» **Task objective**:
Print the entries once more, unchanged.

Natural-language object grounding data:

────────────────

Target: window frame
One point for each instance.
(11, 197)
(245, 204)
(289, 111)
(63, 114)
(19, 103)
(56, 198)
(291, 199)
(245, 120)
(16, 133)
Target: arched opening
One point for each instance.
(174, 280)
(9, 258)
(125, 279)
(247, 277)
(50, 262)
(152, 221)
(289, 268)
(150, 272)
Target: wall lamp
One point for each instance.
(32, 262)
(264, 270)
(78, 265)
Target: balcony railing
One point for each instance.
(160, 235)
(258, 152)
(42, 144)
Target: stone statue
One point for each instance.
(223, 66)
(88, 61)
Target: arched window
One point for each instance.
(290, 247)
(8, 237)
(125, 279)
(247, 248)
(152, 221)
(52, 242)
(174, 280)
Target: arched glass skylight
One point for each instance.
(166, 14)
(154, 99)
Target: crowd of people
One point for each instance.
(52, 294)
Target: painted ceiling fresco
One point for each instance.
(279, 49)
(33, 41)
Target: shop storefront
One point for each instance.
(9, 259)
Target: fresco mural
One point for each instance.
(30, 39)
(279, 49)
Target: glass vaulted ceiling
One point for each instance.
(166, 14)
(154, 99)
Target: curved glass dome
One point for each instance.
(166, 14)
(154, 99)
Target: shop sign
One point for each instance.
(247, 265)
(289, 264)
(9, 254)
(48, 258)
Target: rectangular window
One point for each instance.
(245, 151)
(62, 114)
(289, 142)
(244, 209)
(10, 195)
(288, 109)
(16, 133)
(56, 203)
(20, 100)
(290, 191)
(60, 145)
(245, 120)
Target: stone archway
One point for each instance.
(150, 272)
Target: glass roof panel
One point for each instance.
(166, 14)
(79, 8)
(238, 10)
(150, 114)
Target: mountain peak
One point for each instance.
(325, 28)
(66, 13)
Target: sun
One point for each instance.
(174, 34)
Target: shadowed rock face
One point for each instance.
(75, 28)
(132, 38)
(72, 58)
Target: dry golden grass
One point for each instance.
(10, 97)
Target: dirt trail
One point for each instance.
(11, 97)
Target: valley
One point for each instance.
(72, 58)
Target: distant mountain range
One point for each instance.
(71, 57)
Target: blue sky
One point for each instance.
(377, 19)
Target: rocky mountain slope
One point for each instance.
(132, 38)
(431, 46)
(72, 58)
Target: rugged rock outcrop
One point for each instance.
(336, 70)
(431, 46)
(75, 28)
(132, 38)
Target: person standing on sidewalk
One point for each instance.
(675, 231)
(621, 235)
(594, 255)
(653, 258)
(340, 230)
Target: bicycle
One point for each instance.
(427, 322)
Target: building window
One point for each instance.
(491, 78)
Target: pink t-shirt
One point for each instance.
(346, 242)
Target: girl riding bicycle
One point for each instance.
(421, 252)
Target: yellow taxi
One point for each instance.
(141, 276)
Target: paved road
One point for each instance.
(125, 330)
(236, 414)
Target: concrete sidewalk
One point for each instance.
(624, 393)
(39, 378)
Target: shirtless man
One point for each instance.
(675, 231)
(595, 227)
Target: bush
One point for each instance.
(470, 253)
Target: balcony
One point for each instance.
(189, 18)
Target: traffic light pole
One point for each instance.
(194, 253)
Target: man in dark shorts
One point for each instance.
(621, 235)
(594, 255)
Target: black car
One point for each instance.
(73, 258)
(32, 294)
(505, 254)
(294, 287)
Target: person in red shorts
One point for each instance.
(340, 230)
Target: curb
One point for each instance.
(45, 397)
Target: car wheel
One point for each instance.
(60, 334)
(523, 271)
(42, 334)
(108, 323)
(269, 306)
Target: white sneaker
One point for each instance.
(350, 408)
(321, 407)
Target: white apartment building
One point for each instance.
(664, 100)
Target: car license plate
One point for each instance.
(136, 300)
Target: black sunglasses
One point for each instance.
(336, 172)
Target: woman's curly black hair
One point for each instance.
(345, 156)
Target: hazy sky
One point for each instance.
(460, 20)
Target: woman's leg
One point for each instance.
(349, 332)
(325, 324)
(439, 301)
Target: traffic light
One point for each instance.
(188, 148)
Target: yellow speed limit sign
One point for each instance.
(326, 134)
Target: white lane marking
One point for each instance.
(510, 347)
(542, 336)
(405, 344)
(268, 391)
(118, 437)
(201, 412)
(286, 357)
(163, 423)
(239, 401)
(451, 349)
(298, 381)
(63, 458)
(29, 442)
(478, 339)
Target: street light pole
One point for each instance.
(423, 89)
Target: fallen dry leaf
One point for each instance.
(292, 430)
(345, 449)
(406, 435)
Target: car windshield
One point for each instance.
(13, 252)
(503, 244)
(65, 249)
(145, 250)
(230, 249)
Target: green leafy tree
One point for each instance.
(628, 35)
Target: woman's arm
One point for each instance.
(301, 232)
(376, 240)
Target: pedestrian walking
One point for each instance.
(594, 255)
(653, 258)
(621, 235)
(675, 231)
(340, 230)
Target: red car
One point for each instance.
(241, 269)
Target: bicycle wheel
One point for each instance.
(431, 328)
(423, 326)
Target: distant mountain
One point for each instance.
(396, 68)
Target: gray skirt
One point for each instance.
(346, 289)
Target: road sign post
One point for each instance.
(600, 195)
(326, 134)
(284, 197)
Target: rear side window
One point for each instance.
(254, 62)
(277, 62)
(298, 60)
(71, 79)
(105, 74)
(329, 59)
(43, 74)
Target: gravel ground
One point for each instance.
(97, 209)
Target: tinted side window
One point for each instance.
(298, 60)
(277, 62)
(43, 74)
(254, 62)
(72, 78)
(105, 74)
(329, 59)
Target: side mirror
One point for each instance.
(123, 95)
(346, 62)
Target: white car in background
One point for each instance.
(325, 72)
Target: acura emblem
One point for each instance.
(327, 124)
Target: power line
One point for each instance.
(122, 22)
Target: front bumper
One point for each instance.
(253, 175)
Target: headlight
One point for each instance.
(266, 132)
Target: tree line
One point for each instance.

────────────────

» **Result of this task**:
Target: window frame
One point for each instance.
(11, 197)
(245, 204)
(289, 111)
(63, 114)
(19, 103)
(56, 198)
(291, 199)
(245, 120)
(16, 133)
Target: arched opening
One point for each instance.
(174, 280)
(9, 258)
(125, 279)
(247, 277)
(50, 262)
(152, 221)
(289, 268)
(150, 272)
Target: wall lamp
One point for each instance.
(32, 262)
(264, 270)
(78, 265)
Target: balcony railing
One point for each instance.
(160, 235)
(258, 152)
(42, 144)
Target: stone statue
One point for each instance.
(223, 66)
(88, 61)
Target: arched window
One point for each instance.
(290, 247)
(8, 237)
(125, 279)
(247, 248)
(152, 221)
(52, 242)
(174, 280)
Target: arched glass skylight
One point for each instance.
(166, 14)
(154, 99)
Target: crowd of people
One point for each instance.
(52, 294)
Target: painted ceiling fresco
One point for each instance.
(279, 49)
(33, 41)
Target: shop storefront
One point for each instance.
(9, 259)
Target: fresco mural
One point for each instance.
(30, 39)
(279, 49)
Target: glass vaulted ceiling
One point for each instance.
(166, 14)
(154, 99)
Target: curved glass dome
One point for each instance.
(166, 14)
(154, 99)
Target: shop sign
One point for each instance.
(247, 265)
(289, 264)
(9, 254)
(48, 258)
Target: rectangular window
One point for each instance.
(245, 151)
(62, 114)
(289, 142)
(244, 209)
(10, 195)
(288, 109)
(16, 133)
(56, 203)
(20, 100)
(290, 191)
(60, 145)
(245, 120)
Target: stone archway
One point for each instance.
(150, 272)
Target: glass roof panel
One point for each instance.
(166, 14)
(79, 8)
(238, 10)
(150, 114)
Target: mountain peak
One point for each instance.
(325, 28)
(66, 13)
Target: sun
One point for each instance.
(174, 34)
Target: shadowed rock face
One point for each instance.
(75, 28)
(132, 38)
(72, 58)
Target: dry golden grass
One point for each instance.
(10, 97)
Target: dirt trail
One point for each instance.
(11, 97)
Target: valley
One point for each instance.
(72, 58)
Target: distant mountain range
One point for each instance.
(71, 57)
Target: blue sky
One point for each instance.
(377, 19)
Target: rocky mountain slope
One point for each instance.
(132, 38)
(431, 46)
(72, 58)
Target: rugged rock outcrop
One point for each instance.
(336, 70)
(431, 46)
(75, 28)
(132, 38)
Target: person standing on sidewalk
One point for each instance.
(675, 231)
(621, 235)
(594, 255)
(653, 258)
(340, 230)
Target: bicycle
One point for each instance.
(427, 322)
Target: building window
One point for each instance.
(491, 78)
Target: pink t-shirt
One point for each instance.
(346, 242)
Target: girl riding bicycle
One point for each instance.
(421, 252)
Target: yellow taxi
One point for each instance.
(141, 276)
Target: paved road
One point for each instance.
(125, 330)
(236, 414)
Target: concrete sidewalk
One point for each instance.
(624, 393)
(39, 378)
Target: shirtless man
One point for each instance.
(675, 231)
(595, 227)
Target: bush
One point for each instance.
(470, 253)
Target: balcony
One point for each instance.
(189, 18)
Target: traffic light pole
One point for each instance.
(194, 253)
Target: man in dark shorts
One point for each instance.
(621, 235)
(594, 255)
Target: black car
One point for each instance.
(73, 258)
(32, 294)
(505, 254)
(294, 287)
Target: person in red shorts
One point for each instance.
(340, 230)
Target: curb
One point for each instance.
(45, 397)
Target: car wheel
One point for each instance.
(60, 334)
(523, 271)
(42, 334)
(108, 323)
(269, 306)
Target: white sneaker
One point for each instance.
(350, 408)
(321, 407)
Target: white apartment building
One point for each instance.
(664, 100)
Target: car license plate
One point for each instance.
(136, 300)
Target: black sunglasses
One point for each instance.
(336, 172)
Target: woman's curly black hair
One point for each instance.
(345, 156)
Target: hazy sky
One point for each instance.
(460, 20)
Target: woman's leg
One point for each instance.
(349, 332)
(325, 324)
(439, 301)
Target: traffic light
One point for each instance.
(188, 148)
Target: yellow speed limit sign
One point for each instance.
(326, 134)
Target: white lane marking
One point for each instance.
(510, 347)
(542, 336)
(405, 344)
(268, 391)
(118, 437)
(201, 412)
(286, 357)
(163, 423)
(239, 401)
(451, 349)
(298, 381)
(63, 458)
(29, 442)
(478, 339)
Target: street light pole
One point for each instance.
(423, 89)
Target: fallen dry leaf
One point for each instance.
(292, 430)
(345, 449)
(406, 435)
Target: car windshield
One point for each instance.
(13, 252)
(503, 244)
(65, 249)
(145, 250)
(230, 249)
Target: green leafy tree
One point for each instance.
(628, 35)
Target: woman's arm
One point for each instance.
(301, 232)
(376, 240)
Target: pedestrian walking
One point for each instance.
(594, 255)
(653, 258)
(621, 235)
(675, 231)
(340, 230)
Target: red car
One point for each instance.
(241, 269)
Target: bicycle wheel
One point for each instance.
(431, 328)
(423, 326)
Target: distant mountain
One point for each instance.
(396, 68)
Target: gray skirt
One point for each instance.
(346, 289)
Target: road sign post
One point for each instance.
(600, 195)
(326, 134)
(284, 197)
Target: rear side window
One point for each instance.
(254, 62)
(277, 62)
(298, 60)
(71, 79)
(105, 74)
(329, 59)
(43, 74)
Target: gravel ground
One point for each instance.
(97, 209)
Target: tinted side window
One point for each instance.
(298, 60)
(277, 62)
(43, 74)
(254, 62)
(72, 78)
(105, 74)
(329, 59)
Target: side mirror
One point for each instance.
(123, 95)
(346, 62)
Target: white car in background
One point for each instance.
(325, 72)
Target: acura emblem
One point for each instance.
(327, 124)
Target: power line
One point for each instance.
(122, 22)
Target: front bumper
One point for each instance.
(253, 175)
Target: headlight
One point for each instance.
(266, 132)
Target: tree line
One point for each instance.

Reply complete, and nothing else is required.